[QUOTED PASSAGE]:
Notable former members of The Harrogate Club include, Titus Salt, English industrialist and philanthropist; Samson Fox, Engineer, Industrialist and philanthropist; Cuthbert Broderick, British architect, as well as Ferdinand de Rothschild. The late Harrogate historian and writer Malcolm Neesam (d.2022) was an honorary member from the 1990s, and the club's dining room has been named after him: The Malcolm Neesam Dining Room.

===Reciprocal arrangements with other clubs===
The Harrogate Club has reciprocal arrangements with a number of clubs worldwide including the Sloane Club and the National Liberal Club in London, the Bath and County Club, the Liverpool Athenaeum, The New Club and The Royal Scots Club in Edinburgh, The Sociedad Bilbaina in Spain, the Union International Club in Frankfurt, The Brisbane Club in Australia, The National Club in Toronto, Canada, The Cape Town Club and Rand Club in South Africa, The University Club of Chicago and The University Club of San Francisco.

===Visitors===
Notable visitors to The Club include Scottish physician and author, Sir Arthur Conan Doyle. The magazine Great British Life has suggested that J. R. R. Tolkien may have been a visitor to the club.

==The Harrogate Club in popular culture==
In September 2011 The Club appeared in an episode of Who Do You Think You Are featuring Emilia Fox, the great, great granddaughter of past member Samson Fox.

[EXTRACTED RECORDS]:
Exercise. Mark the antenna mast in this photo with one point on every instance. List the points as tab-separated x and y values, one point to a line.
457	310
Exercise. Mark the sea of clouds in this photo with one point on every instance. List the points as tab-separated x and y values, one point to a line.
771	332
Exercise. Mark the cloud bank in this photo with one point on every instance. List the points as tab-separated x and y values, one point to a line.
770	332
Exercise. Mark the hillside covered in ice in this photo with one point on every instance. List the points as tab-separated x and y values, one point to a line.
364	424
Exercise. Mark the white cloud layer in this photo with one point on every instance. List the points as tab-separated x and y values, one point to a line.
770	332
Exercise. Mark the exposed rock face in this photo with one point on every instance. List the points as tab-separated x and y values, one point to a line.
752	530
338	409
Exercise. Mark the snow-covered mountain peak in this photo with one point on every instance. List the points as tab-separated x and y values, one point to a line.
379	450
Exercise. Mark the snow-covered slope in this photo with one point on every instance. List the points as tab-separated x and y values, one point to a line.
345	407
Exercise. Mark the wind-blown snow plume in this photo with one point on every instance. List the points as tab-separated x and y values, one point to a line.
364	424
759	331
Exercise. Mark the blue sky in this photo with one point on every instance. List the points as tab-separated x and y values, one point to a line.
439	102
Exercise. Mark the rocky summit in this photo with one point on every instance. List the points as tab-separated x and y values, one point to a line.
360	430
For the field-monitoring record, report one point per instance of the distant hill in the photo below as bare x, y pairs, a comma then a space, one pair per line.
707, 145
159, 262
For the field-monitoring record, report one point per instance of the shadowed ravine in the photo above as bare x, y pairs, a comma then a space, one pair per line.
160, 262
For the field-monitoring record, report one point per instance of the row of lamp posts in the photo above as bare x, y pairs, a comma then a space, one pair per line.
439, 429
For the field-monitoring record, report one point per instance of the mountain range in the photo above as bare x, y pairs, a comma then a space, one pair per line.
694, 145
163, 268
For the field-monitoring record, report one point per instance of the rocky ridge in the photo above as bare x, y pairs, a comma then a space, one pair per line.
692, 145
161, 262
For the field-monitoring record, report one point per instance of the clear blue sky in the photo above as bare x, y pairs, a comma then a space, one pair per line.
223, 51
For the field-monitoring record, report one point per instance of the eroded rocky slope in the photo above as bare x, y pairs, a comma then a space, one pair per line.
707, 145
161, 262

[EXERCISE GOAL]: In the passage on The Harrogate Club, what name was given to the club's dining room?

[RESULT OF THE EXERCISE]: The Malcolm Neesam Dining Room